WHAT IS NEEDED:
For every entry below, retype it exactly as it reads.

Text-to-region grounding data
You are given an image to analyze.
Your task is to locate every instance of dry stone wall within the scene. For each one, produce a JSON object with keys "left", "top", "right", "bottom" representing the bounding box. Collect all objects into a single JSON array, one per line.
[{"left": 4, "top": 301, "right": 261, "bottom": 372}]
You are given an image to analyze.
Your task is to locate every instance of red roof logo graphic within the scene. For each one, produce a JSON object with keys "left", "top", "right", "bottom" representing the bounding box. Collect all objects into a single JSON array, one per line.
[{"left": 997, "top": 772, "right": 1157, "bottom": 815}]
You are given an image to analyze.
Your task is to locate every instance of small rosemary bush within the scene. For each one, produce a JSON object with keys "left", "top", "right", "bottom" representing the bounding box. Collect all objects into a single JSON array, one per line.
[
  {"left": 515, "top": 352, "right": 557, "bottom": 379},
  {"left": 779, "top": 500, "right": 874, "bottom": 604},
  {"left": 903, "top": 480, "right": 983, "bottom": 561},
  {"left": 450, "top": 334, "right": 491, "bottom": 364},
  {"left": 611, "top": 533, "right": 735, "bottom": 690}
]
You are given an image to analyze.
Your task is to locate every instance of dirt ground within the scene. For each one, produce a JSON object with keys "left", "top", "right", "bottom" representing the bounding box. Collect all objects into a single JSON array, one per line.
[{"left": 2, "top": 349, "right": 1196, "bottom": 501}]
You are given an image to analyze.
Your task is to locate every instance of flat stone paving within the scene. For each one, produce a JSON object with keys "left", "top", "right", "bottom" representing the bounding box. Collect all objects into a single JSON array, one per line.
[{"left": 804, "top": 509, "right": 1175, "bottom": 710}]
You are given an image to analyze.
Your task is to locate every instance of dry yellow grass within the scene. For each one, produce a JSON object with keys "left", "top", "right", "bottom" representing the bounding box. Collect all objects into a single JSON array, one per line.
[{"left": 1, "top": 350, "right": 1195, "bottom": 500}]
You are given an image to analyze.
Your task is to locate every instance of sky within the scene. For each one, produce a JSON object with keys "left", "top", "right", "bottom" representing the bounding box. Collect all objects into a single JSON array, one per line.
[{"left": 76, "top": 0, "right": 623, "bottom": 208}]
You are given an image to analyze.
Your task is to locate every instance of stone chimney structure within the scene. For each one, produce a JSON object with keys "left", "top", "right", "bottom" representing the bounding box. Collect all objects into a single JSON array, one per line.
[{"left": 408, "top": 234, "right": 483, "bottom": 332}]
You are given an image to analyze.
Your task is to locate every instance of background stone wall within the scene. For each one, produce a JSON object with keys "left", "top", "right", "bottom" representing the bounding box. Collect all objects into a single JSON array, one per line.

RESULT OF THIS TASK:
You are given an image to analyze.
Your task is to locate every instance of dry stone wall within the scene. For each one, produce a JSON object with keys "left", "top", "right", "bottom" representing the bounding box. Collect all objects into a single JSON array, one per line.
[{"left": 4, "top": 301, "right": 261, "bottom": 372}]
You are given an image to analyze.
Your task is to locate every instance of red roof logo graphic within the scene. For each one, produce a JSON object with keys "left", "top", "right", "bottom" representing the bounding box. Collect all objects into a single JSON array, one per line.
[{"left": 997, "top": 772, "right": 1157, "bottom": 815}]
You are given an image to analyze.
Your task is to locate every instance of small rosemary bush within the scene. For each one, produce a JSON object with keys "left", "top", "right", "bottom" representing the bounding box. Collect all objects into a single JSON array, one per line.
[
  {"left": 515, "top": 352, "right": 557, "bottom": 379},
  {"left": 779, "top": 500, "right": 874, "bottom": 604},
  {"left": 903, "top": 480, "right": 983, "bottom": 561},
  {"left": 450, "top": 334, "right": 491, "bottom": 364},
  {"left": 611, "top": 533, "right": 735, "bottom": 690}
]
You are given an image to analyze.
Your task is to locate every instance of dirt ground within the scene. For each one, produce a JSON object with keys "left", "top", "right", "bottom" representing the bounding box. Collect all objects into a single JSON array, one per line.
[{"left": 2, "top": 349, "right": 1196, "bottom": 501}]
You are given an image to analyze.
Your task is to locate every instance of flat stone paving within the scene. For each one, produce a JSON object with keys "left", "top", "right", "bottom" representing the bounding box. Collect all objects into a single JSON array, one per line.
[{"left": 804, "top": 509, "right": 1175, "bottom": 710}]
You are given an image to analyze.
Your task is to locate every instance of dry yellow grass within the scene. For each one, produce a JSON object with keys "left", "top", "right", "bottom" representing the bounding box. Collect all objects into a single JSON array, one per line.
[{"left": 1, "top": 350, "right": 1195, "bottom": 500}]
You are given an image to analyze.
Your task is to locate every instance of sky within the scene. For each one, produce a JSON object with keys "left", "top", "right", "bottom" representing the bounding box. Collect all objects into a single JSON array, one per line.
[{"left": 76, "top": 0, "right": 623, "bottom": 208}]
You are given an image to analyze.
Your task is to locate every instance of stone chimney structure within the scene. For each one, produce a JSON object with keys "left", "top", "right", "bottom" representing the bounding box. Collect all objects into a single JSON array, one per line.
[{"left": 408, "top": 234, "right": 483, "bottom": 332}]
You are given an image to analyze.
Your task is to locate every instance of background stone wall within the scene. For each one, produce a JSON object with keys "left", "top", "right", "bottom" representing the bounding box. Collect all objects into a single JSON array, one per line.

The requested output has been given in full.